**How to complete this task:**
The answer is to be the data below, written out in full and exactly.

**Information supplied:**

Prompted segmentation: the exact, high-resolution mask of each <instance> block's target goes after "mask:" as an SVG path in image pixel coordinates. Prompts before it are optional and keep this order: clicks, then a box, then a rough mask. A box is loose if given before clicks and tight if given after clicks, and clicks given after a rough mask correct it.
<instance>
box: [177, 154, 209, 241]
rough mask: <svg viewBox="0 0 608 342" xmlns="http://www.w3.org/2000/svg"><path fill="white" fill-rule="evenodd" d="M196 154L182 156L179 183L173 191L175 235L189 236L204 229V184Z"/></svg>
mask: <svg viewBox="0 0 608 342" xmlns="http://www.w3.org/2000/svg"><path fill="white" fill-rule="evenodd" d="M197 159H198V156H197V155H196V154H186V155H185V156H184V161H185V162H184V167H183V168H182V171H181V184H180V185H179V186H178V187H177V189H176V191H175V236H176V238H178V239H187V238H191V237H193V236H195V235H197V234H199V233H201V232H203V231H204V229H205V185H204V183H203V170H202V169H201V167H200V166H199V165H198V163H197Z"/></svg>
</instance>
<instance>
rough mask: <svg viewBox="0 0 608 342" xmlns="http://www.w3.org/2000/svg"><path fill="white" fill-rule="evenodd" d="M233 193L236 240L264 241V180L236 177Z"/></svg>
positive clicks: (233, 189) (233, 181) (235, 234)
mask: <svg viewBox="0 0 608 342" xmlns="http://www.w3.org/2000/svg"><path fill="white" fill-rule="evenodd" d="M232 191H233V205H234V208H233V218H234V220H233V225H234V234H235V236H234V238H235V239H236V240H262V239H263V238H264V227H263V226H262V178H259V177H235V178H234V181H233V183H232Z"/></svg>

**Exercise output:**
Prompted segmentation: the exact, high-resolution mask of each <instance> block's target goes after "mask:" as an SVG path in image pixel coordinates. Prompts before it are optional and keep this order: clicks, then a box, then a rough mask. A box is loose if given before clicks and tight if given after clicks, and clicks given after a rough mask correct it.
<instance>
box: [177, 154, 209, 241]
rough mask: <svg viewBox="0 0 608 342" xmlns="http://www.w3.org/2000/svg"><path fill="white" fill-rule="evenodd" d="M196 154L182 156L179 183L173 191L175 235L189 236L204 229V184Z"/></svg>
mask: <svg viewBox="0 0 608 342" xmlns="http://www.w3.org/2000/svg"><path fill="white" fill-rule="evenodd" d="M197 159H198V156H197V155H196V154H186V155H185V156H184V161H185V162H184V167H183V168H182V171H181V184H180V185H179V186H178V187H177V189H176V191H175V236H176V238H178V239H187V238H191V237H193V236H195V235H197V234H199V233H201V232H203V231H204V229H205V185H204V183H203V170H202V169H201V167H200V166H199V165H198V163H197Z"/></svg>
</instance>
<instance>
rough mask: <svg viewBox="0 0 608 342" xmlns="http://www.w3.org/2000/svg"><path fill="white" fill-rule="evenodd" d="M233 193L236 240L264 241V180L236 177Z"/></svg>
positive clicks: (233, 189) (233, 181) (235, 234)
mask: <svg viewBox="0 0 608 342" xmlns="http://www.w3.org/2000/svg"><path fill="white" fill-rule="evenodd" d="M232 191H233V205H234V208H233V218H234V220H233V225H234V234H235V236H234V238H235V239H236V240H262V239H263V238H264V227H263V226H262V178H259V177H235V178H234V181H233V183H232Z"/></svg>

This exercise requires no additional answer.